**What you need to do**
(1) Decide whether each statement below agrees with the Cox v. Hayes opinion, answering yes or no and quoting the words of the opinion that settle it: (a) The dog weighed about 135 pounds. (b) The case was tried before a jury. (c) Mrs. Hayes was at home on the evening of the accident.
(2) From the Cox v. Hayes opinion, write out word for word the part that opens with the words containing "(Docket No. 10447.)" and closes with "cause of action.".

34 Mich. App. 527

COX v. HAYES

*528Submitted Division 2 June 9, 1971, at Grand Rapids.

(Docket No. 10447.)

Decided June 24, 1971.

Kenneth B. Johnson, for plaintiff.

Bosenburg, Painter, Stanton <& Bullen (by Charles A. Nelson), for defendants.

Before: R. B. Burns, P. J., and Fitzgerald and J. H. Gillis, JJ.

J. H. Gillis, J.

Society no longer allows the canis familiaris one free bite.1 This action arose when plaintiff, Pamela Sue Cox, through her next friend, her mother, sued for damages for permanent injuries sustained by her as the result of a dog bite, *529MCLA § 287.351 (Stat Ann 1967 Rev § 12.544). In a nonjury trial, the court decided in defendants’ favor. Plaintiff now appeals from the lower court order of no cause of action.

Testimony given at trial disclosed that plaintiff was a three-year-old deaf mute. At the time the injury occurred, defendants’ dog, a great Pyrenees, was seven years old and weighed approximately 135 pounds. The dog was housed at the rear of defendants’ lot. It was secured by a 25-foot chain which was in turn attached to a small swivel at the end of a stake anchored in the ground. The only fence separating this area from the property around it was one that ran along the property line between defendants’ and plaintiff’s lots.

Mrs. Hayes, one of the defendants, testified to the following: plaintiff, her 13-year-old sister, and defendant’s 17-year-old daughter frequently played together. Defendant had never invited the plaintiff to come to her yard to play, hut on several occasions the injured child had entered the property for brief periods of time. Defendant further testified that she had told her 17-year-old daughter not to have other children play on their property, and that if an invitation ever had been extended to the plaintiff to visit defendants’ property, that invitation must have been extended by her 17-year-old daughter.

The plaintiff’s sister testified that the defendant had never told her, or told other children in her presence, to leave the defendants’ property.

On the evening of the day of the accident, Mrs. Hayes was not at home. Before plaintiff wandered into the area where the dog was chained, she had been playing in defendants’ front yard, with several neighborhood children congregated nearby.

Plaintiff’s cause of action is based upon the liability of a dog owner as set forth by statute:

*530“The owner of any dogs which shall without provocation hite any person while such person is on or in a public place, or lawfully on or in a private place, including the property of the owner of such dog, shall be liable for such damages as may be suffered by the person bitten, regardless of the former viciousness of such dog or the owner’s knowledge of such viciousness.

**Entries shown**
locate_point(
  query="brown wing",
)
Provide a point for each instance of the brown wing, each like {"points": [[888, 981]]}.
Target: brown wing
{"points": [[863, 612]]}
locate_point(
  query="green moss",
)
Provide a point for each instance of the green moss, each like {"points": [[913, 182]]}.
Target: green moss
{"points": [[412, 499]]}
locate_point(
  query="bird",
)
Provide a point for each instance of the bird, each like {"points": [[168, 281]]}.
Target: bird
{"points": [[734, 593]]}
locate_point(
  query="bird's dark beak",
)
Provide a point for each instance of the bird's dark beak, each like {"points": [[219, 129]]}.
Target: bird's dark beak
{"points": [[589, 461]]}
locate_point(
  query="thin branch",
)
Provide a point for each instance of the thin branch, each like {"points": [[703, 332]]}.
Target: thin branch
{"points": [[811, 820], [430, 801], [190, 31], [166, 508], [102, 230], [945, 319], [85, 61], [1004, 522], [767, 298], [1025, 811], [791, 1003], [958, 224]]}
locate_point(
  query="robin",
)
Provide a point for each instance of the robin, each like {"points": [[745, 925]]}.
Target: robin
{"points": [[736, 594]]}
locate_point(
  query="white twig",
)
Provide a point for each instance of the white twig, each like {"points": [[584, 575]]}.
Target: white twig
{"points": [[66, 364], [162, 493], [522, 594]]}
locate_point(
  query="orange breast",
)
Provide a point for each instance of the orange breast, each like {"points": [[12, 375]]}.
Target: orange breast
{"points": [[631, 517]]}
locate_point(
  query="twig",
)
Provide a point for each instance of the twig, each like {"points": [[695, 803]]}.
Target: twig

---

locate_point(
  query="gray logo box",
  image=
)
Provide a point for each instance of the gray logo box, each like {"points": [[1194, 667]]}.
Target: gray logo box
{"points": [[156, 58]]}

**Answers below**
(1)
(a) Yes: "weighed approximately 135 pounds"
(b) No: "In a nonjury trial, the court decided in defendants’ favor."
(c) No: "On the evening of the day of the accident, Mrs. Hayes was not at home."

(2)
(Docket No. 10447.)

Decided June 24, 1971.

Kenneth B. Johnson, for plaintiff.

Bosenburg, Painter, Stanton <& Bullen (by Charles A. Nelson), for defendants.

Before: R. B. Burns, P. J., and Fitzgerald and J. H. Gillis, JJ.

J. H. Gillis, J.

Society no longer allows the canis familiaris one free bite.1 This action arose when plaintiff, Pamela Sue Cox, through her next friend, her mother, sued for damages for permanent injuries sustained by her as the result of a dog bite, *529MCLA § 287.351 (Stat Ann 1967 Rev § 12.544). In a nonjury trial, the court decided in defendants’ favor. Plaintiff now appeals from the lower court order of no cause of action.